Recorded data:
○ ○ ○ ○
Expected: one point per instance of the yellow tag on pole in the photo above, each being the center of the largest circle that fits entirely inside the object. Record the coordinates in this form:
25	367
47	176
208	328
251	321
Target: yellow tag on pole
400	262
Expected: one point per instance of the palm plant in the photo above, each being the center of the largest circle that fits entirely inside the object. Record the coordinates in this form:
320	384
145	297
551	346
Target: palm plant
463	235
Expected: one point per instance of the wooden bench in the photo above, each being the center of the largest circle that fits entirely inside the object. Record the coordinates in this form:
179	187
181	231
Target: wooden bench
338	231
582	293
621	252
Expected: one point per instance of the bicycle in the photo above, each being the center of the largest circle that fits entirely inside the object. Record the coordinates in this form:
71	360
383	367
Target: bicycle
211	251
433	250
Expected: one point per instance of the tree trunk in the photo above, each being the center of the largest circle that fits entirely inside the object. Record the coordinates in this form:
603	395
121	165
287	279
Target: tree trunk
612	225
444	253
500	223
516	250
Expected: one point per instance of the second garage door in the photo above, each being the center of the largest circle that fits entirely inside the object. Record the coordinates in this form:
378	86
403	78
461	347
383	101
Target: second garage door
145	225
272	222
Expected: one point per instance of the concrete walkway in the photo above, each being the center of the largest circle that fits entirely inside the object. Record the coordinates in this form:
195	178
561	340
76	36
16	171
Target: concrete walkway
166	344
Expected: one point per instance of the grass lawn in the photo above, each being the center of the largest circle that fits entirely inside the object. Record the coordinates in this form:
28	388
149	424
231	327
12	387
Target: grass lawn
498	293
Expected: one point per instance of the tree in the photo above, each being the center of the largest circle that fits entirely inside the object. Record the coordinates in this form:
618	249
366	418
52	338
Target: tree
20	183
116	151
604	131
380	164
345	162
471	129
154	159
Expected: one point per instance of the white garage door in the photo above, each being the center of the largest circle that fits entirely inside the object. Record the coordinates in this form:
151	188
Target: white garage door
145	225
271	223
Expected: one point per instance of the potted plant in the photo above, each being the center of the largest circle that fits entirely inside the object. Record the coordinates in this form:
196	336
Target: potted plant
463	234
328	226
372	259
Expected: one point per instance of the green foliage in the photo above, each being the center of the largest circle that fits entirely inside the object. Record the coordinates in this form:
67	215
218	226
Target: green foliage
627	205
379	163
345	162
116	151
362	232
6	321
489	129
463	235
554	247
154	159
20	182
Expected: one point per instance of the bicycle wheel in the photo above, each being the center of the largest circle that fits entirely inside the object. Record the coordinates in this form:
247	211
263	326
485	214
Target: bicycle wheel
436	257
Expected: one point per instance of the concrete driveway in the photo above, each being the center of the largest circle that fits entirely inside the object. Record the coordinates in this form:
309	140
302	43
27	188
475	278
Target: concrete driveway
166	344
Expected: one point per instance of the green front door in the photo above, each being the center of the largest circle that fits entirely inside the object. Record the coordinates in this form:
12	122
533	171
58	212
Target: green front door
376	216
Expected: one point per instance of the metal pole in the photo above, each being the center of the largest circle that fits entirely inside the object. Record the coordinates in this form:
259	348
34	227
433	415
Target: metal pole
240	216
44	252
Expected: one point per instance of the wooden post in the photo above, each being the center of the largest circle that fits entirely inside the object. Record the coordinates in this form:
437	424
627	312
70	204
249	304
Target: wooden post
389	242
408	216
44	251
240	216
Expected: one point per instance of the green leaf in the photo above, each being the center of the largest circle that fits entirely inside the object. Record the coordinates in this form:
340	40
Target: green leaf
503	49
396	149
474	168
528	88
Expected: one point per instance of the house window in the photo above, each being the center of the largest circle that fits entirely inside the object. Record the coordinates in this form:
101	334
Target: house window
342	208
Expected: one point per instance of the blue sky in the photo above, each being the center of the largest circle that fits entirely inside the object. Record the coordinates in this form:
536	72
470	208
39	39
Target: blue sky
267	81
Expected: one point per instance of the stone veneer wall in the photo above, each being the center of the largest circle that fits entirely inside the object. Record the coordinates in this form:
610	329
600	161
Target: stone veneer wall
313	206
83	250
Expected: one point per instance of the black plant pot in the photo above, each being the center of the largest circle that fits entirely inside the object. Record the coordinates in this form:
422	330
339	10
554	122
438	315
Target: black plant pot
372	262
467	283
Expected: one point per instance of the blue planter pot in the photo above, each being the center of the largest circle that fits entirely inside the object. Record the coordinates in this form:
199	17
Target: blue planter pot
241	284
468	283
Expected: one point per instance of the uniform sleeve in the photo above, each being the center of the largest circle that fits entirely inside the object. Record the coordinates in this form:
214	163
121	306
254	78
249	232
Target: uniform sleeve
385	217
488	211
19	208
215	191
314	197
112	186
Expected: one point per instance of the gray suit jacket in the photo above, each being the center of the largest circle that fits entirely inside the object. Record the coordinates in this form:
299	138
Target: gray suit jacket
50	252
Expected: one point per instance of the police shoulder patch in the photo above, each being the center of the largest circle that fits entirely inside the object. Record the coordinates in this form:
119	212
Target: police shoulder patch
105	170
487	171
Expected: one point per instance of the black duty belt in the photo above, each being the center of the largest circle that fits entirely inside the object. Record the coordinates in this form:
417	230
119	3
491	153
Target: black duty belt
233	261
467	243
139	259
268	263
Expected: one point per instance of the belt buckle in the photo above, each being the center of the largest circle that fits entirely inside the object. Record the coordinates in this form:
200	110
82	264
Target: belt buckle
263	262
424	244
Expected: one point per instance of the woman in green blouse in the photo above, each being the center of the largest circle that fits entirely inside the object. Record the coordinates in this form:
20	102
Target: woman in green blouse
○ ○ ○ ○
> Exercise objective: Please set down all of the records exactly.

> Response area:
Expected: one point per instance of the yellow tag on pole in the photo above, each being the center of the largest circle that fits entirely inside the object. Record the coordinates in this form:
25	367
47	176
208	328
251	321
Target: yellow tag on pole
400	262
Expected: one point per instance of the palm plant in the photo above, each being the center of the largest circle that fits entirely inside the object. Record the coordinates in this form:
320	384
145	297
551	346
Target: palm plant
463	235
Expected: one point per instance of the wooden bench in the photo above, each being the center of the largest circle that fits entirely inside the object. Record the coordinates in this form:
179	187
181	231
Target: wooden bench
338	231
582	293
621	252
Expected: one point per instance of the bicycle in the photo above, each being the center of the largest circle that fits entirely inside the object. Record the coordinates in this form:
71	360
383	367
Target: bicycle
211	251
433	250
Expected: one point per instance of the tree trunk in the photo above, each being the center of the largest circle that fits entirely inside the object. Record the coordinates in this form:
603	395
121	165
287	279
Target: tree trunk
612	225
444	253
500	223
516	250
Expected: one point per instance of the second garage door in the photo above, each being the center of the largest circle that fits entirely inside the object. Record the coordinates in this form:
378	86
403	78
461	347
383	101
Target: second garage door
145	225
272	222
Expected: one point per instance of the concrete walkway in the photo above, each being the center of the largest circle that fits entirely inside the object. Record the coordinates in this form:
195	178
561	340
76	36
16	171
Target: concrete walkway
166	344
Expected: one point per instance of the grass lawn in the photo above, each being the center of the largest circle that fits entirely inside the object. Record the coordinates in this form:
28	388
149	424
231	327
12	387
Target: grass lawn
498	293
Expected: one point per instance of the tree in the photo above, each being the center of the largest circle that fits entirely inside the object. Record the coordinates in this form:
618	249
366	418
52	338
Target: tree
20	183
116	151
604	131
380	164
345	162
471	129
154	159
Expected: one point per instance of the white garage door in the photo above, each being the center of the largest circle that fits entirely inside the object. Record the coordinates in this form:
151	188
Target: white garage door
145	225
271	223
Expected: one point per instance of the potted plant in the photo above, each being the center of the largest circle that fits entirely inside the object. Record the coordinates in this form:
196	336
Target: potted plant
463	234
328	226
372	259
Expected: one point per instance of the green foliage in the photo above, each being the center of the largest circle that fits entirely inside the object. Record the coordinates in this form:
67	215
218	226
Target: green foliage
627	205
379	163
345	162
116	151
362	232
6	321
489	129
463	235
554	247
154	159
20	182
Expected: one point per instance of the bicycle wheel in the photo above, each being the center of the largest circle that fits entirely inside the object. Record the coordinates in this form:
247	211
263	326
485	214
Target: bicycle wheel
436	257
Expected: one point per instance of the concrete driveway in the photo above, each being the center of the largest circle that fits entirely inside the object. Record the coordinates in this form:
309	140
302	43
27	188
475	278
Target: concrete driveway
166	344
Expected: one point per instance of the green front door in the photo above, each being the center of the largest circle that fits entirely inside the object. Record the coordinates in this form:
12	122
533	171
58	212
Target: green front door
376	216
Expected: one point per instance of the metal pole in the photo above, each being the center of the largest circle that fits entirely inside the object. Record the coordinates in this form:
259	348
34	227
433	415
Target: metal pole
240	216
44	252
Expected: one point per instance of the wooden post in the photo above, each being the center of the largest circle that fits entirely inside the object. Record the coordinates in this form:
437	424
627	312
70	204
249	304
Target: wooden post
389	242
408	216
44	251
240	216
Expected: one point per instance of the green leaf in the photo above, each being the center of the largest circle that fits entirely inside the object. Record the coordinates in this form:
340	40
Target: green leaf
503	49
396	149
474	168
528	88
Expected: one point per instance of the house window in the photo above, each being the center of the largest circle that fits entirely inside the object. Record the coordinates in this form:
101	334
Target: house window
342	208
Expected: one point per instance of the blue sky in the photo above, each being the center of the largest circle that fits entirely inside the object. Record the coordinates in this form:
536	72
470	208
39	39
Target: blue sky
267	81
Expected: one point per instance of the stone veneer wall in the photo above, each being the center of the largest circle that fits entirely inside the object. Record the coordinates in this form:
610	329
600	161
Target: stone veneer wall
313	206
83	250
Expected: one point per instance of the black plant pot in the photo above, each being the center of the largest circle that fits entirely inside the object. Record the coordinates in this form:
422	330
339	10
554	122
438	315
Target: black plant pot
372	262
467	283
Expected: one point per instance of the blue planter pot in the photo above, each being the center of the largest circle that fits entirely inside the object. Record the coordinates in this form:
199	17
Target: blue planter pot
241	284
468	283
Expected: one point per instance of the uniform sleeve in the photo above, each being the center of the largest circle that fits entirely inside the object. Record the coordinates in this form:
214	163
121	306
254	78
249	232
Target: uniform sleeve
385	217
488	211
19	208
215	191
314	197
112	186
Expected: one point per instance of the gray suit jacket in the photo above, each being the center of the largest circle that fits entirely inside the object. Record the coordinates in this form:
299	138
Target: gray suit jacket
50	252
Expected: one point per instance of the police shoulder patch in the photo above, each being the center of the largest circle that fits entirely inside the object. Record the coordinates in this form:
119	212
Target: police shoulder patch
105	170
487	171
Expected: one point per instance of the black duty belt in the photo above, each being the center of the largest circle that fits entirely inside the object. Record the coordinates in this form:
417	230
119	3
491	153
Target: black duty belt
233	261
467	243
139	259
268	263
Expected: one point per instance of the belt buckle in the photo above, each being the center of the largest circle that fits entirely inside the object. Record the coordinates in this form:
200	110
82	264
Target: belt buckle
263	262
424	244
Expected: one point per instance of the woman in green blouse in the photo above, each being the center of the largest circle that fits entirely inside the object. Record the coordinates in this form:
20	102
Target: woman in green blouse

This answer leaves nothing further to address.